▸ Texto dado
Completando un poco el asunto que toqué en mi anterior entrada, quiero dedicar unas líneas a esa subespecie de la especie humana que forman los ecologistas. Verdaderos ángeles bajados del Cielo para decirnos qué es lo que hay que hacer y qué lo que no hay que hacer en todo lo referente a la fauna y la flora en la Tierra.
No quiero que nadie se llame a engaño. Creo absolutamente en que la Tierra es nuestro habitat, del cuál dependemos, y que, por ello, aunque sea por egoismo, nos conviene mantenerlo en el mejor estado de conservación posible. Hay que luchar contra y perseguir todo aquel abuso que se haga del mismo, para procurarse beneficios propios. Hay que impedir los desmanes que se puedan dar por parte de empresas y particulares encaminados a aumentar sus réditos en equis puntos. Pero hay que hacerlo con la ley de la lógica en la mano y huyendo absolutamente de fundamentalismos.
A ser posible, huyendo absolutamente de las directrices que los ecologistas marcan. La característica más atribuible a estos seres llamados verdes, generalmente, progresistas y de izquierdas, es el totalitarismo en su exposición de argumentos, ideas y conclusiones. Son absolutamente impermeables a las aportaciones ajenas. Ellos se lo guisan y ellos se lo comen todo. Ellos Saben. Los que no lo vemos así somos personas viles, atrasadas, vendidas a las grandes multinacionales, deseosos de ver cómo desaparecen las especies. ¡Hasta comemos carne, no os digo más!
Me gusta ilustrar mis ideas con un caso que conocí tras la lectura de un libro sobre el tema.
El primer parque natural que se convirtió en reserva fue el de Yellowstone. Grandes paisajes de gran belleza con miles de alces, osos, pumas, ciervos, lobos, coyotes... El problema es que no se sabía qué hacer para mantenerlo y se creó el Servicio de Parques, burocracia a la que se le encomendó el mantenerlo en iguales condiciones. Eran los ecologistas de la época. En sus manos estaba tomar las decisiones.

▸ Instrucción A
En la entrada sobre los ecologistas, ¿cuál fue el primer parque natural que se convirtió en reserva?

▸ Datos extraídos
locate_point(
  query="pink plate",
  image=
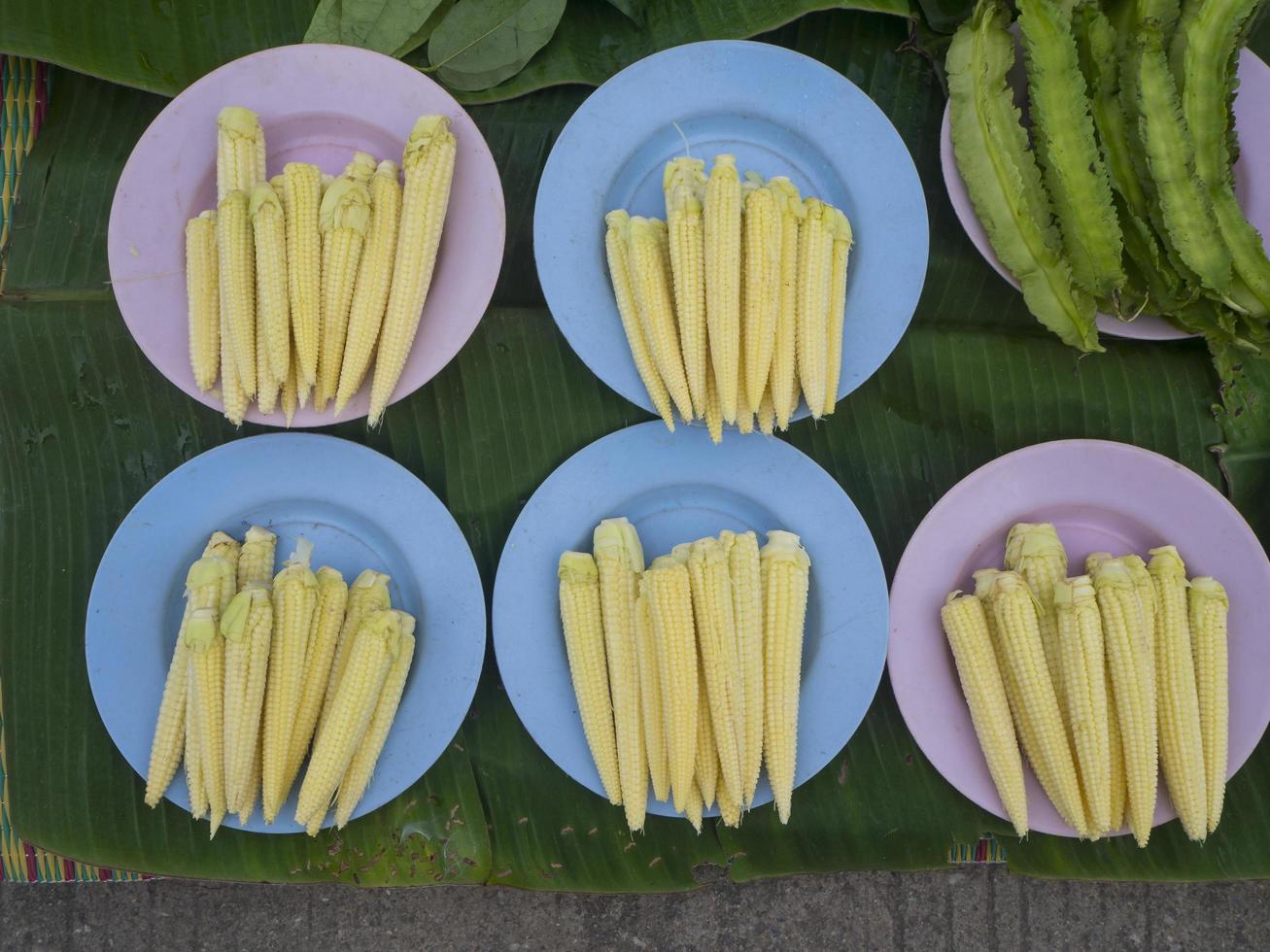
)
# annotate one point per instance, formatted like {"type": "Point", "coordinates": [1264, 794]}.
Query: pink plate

--

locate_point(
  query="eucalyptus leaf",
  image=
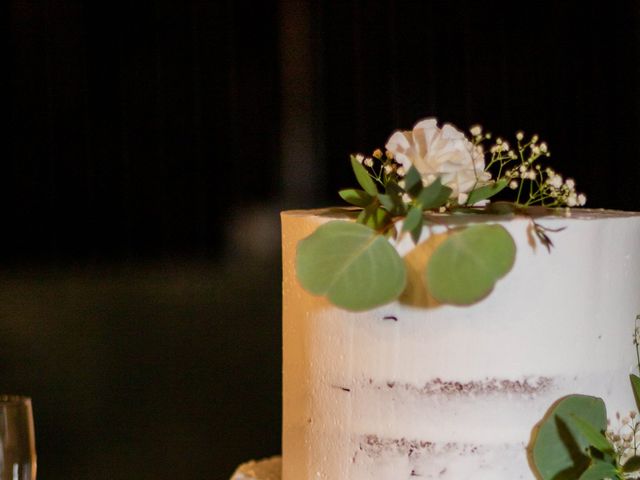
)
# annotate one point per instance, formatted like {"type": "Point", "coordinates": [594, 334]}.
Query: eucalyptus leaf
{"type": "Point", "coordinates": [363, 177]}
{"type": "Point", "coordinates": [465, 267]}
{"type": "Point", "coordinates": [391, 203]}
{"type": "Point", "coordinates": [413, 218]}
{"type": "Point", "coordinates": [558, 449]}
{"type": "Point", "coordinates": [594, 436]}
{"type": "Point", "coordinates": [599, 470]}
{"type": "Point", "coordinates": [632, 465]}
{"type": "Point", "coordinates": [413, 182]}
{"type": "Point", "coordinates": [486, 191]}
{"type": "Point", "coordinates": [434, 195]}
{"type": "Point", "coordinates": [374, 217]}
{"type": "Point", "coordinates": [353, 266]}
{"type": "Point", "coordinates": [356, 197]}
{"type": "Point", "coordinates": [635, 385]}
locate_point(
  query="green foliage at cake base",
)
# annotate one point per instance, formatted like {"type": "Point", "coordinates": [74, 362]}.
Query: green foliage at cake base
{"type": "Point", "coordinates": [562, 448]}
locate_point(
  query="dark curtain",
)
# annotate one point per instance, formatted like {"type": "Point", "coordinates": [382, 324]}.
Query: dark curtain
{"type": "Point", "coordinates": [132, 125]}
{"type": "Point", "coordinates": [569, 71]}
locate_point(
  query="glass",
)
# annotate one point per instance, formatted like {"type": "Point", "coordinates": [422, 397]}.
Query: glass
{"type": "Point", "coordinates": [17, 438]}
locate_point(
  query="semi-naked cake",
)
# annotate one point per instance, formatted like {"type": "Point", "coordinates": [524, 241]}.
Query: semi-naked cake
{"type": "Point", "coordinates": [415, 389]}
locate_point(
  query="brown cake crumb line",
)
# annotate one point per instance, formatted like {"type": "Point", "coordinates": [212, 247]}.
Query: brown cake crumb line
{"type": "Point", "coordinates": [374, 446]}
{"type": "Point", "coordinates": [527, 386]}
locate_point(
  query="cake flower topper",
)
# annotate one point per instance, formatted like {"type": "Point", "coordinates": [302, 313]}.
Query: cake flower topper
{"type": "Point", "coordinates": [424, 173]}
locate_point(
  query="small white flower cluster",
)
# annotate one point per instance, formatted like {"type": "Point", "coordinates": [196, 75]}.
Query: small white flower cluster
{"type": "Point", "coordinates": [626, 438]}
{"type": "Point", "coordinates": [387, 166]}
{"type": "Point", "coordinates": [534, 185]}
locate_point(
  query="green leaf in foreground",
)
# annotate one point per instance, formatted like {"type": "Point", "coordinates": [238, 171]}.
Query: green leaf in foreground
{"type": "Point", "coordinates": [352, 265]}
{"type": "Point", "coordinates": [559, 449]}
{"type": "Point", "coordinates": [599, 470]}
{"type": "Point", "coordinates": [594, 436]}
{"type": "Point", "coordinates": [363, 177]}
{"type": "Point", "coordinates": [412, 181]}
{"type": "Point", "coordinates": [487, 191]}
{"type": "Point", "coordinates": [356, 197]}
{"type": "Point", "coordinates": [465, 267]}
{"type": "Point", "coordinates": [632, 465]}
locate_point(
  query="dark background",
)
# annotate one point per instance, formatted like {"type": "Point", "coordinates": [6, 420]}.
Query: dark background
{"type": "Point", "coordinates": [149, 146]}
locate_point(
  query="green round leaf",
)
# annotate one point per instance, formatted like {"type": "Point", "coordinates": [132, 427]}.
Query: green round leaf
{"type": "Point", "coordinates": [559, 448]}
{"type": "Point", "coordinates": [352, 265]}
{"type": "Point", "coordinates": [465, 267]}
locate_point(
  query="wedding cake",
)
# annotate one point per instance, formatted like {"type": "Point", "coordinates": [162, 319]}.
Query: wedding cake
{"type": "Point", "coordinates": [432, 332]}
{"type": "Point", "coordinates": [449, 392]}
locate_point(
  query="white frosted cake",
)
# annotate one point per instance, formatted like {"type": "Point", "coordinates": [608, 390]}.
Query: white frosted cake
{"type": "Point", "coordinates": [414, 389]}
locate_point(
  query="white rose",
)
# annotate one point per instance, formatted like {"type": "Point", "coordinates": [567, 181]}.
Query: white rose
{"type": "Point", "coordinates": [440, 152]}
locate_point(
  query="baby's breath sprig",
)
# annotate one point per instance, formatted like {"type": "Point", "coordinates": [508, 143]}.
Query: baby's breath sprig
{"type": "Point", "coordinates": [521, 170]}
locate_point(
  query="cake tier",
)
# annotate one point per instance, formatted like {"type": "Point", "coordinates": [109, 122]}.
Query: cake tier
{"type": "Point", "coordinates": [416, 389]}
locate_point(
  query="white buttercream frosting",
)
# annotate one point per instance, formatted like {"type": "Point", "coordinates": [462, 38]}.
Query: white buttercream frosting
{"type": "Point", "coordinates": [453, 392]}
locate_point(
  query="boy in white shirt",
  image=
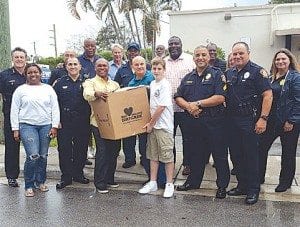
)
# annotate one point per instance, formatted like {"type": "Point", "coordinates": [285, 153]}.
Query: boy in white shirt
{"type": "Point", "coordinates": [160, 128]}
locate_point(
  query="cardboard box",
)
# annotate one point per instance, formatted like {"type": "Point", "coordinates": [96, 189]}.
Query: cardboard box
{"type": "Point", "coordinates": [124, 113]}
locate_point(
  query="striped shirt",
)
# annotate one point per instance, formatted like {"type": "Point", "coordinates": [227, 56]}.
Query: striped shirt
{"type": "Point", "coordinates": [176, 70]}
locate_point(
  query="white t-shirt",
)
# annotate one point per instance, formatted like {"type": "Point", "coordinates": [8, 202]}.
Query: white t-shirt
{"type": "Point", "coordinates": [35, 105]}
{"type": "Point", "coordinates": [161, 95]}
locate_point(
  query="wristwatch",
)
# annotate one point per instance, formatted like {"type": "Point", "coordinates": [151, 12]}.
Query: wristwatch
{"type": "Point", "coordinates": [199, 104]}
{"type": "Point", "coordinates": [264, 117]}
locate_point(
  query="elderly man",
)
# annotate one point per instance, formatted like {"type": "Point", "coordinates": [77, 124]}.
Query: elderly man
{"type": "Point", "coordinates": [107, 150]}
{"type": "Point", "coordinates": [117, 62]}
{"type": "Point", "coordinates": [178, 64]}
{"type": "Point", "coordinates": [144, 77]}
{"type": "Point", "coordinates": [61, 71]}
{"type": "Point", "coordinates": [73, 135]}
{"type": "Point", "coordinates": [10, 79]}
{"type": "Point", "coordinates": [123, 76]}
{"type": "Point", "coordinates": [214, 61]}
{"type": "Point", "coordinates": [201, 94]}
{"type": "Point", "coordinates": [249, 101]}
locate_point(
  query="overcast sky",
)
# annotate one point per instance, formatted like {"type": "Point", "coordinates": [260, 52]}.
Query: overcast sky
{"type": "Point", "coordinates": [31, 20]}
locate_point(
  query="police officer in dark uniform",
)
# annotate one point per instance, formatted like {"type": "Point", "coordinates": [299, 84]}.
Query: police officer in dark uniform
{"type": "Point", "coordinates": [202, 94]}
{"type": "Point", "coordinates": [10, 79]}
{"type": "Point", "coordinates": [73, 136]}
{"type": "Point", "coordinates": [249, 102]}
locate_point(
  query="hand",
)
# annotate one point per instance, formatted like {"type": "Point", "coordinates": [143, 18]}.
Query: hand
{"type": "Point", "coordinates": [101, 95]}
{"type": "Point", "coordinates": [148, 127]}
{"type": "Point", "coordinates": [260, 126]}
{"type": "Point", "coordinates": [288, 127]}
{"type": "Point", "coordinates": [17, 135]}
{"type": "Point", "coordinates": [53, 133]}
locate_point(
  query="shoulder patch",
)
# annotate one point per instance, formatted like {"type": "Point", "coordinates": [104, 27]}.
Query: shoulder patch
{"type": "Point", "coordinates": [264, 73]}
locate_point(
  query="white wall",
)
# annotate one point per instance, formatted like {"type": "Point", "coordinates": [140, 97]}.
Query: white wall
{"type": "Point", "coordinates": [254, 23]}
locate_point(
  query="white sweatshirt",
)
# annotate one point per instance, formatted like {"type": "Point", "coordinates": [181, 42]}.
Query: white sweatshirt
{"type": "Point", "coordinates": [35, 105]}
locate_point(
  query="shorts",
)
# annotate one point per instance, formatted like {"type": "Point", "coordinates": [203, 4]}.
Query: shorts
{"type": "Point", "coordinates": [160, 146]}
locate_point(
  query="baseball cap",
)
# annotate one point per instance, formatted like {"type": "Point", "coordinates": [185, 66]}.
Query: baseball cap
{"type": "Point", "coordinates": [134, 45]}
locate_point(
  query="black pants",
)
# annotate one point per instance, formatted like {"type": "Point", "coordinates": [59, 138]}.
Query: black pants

==

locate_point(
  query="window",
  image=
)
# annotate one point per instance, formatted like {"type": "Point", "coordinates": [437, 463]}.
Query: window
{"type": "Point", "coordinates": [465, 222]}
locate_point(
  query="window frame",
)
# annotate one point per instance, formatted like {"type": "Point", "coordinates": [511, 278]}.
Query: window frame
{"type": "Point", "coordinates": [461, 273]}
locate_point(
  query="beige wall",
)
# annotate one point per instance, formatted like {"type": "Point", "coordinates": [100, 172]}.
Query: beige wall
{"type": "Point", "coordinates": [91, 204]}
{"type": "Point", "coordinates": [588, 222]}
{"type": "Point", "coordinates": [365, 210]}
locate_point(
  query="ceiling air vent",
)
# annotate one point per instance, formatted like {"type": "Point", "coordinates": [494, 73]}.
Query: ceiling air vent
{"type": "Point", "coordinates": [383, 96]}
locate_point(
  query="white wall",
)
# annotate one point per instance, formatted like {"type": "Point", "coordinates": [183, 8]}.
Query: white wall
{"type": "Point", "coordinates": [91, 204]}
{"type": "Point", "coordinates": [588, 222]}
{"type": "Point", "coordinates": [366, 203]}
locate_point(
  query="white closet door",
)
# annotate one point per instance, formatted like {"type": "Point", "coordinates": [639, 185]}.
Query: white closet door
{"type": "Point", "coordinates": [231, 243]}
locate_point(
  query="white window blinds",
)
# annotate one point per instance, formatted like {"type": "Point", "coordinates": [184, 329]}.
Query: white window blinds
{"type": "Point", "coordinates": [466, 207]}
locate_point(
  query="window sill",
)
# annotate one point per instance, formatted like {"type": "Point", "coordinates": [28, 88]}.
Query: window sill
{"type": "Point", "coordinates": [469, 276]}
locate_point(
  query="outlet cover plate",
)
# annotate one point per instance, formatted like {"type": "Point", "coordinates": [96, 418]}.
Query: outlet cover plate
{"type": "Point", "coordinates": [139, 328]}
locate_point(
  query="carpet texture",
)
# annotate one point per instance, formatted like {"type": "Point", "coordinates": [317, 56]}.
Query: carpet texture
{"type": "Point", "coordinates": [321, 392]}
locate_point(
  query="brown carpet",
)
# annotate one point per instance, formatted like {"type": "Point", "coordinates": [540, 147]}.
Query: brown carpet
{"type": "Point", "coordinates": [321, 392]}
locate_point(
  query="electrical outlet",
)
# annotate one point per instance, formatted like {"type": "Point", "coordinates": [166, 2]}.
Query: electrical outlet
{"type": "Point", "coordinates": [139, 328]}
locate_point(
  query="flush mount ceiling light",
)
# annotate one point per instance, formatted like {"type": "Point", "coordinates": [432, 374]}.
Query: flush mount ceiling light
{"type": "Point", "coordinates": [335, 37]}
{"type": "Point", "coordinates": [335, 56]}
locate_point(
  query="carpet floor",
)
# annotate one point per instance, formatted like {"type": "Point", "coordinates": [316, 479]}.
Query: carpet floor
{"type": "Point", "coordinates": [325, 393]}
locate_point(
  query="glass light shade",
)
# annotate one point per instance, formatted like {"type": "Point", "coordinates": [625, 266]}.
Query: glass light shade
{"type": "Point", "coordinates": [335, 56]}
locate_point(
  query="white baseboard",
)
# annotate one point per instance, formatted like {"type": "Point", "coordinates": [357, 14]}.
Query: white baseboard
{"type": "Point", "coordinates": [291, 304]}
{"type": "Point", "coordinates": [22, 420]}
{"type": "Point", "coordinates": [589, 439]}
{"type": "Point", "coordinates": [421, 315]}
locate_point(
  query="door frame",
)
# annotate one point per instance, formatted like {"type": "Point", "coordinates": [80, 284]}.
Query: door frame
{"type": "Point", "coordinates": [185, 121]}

▸ Instrucción B
Localiza en el listado todas las líneas que contienen la cadena "texture" y cópialas; ten en cuenta las mayúsculas y minúsculas.

▸ Resultado A
El de Yellowstone.

▸ Resultado B
  query="carpet texture",
Query: carpet texture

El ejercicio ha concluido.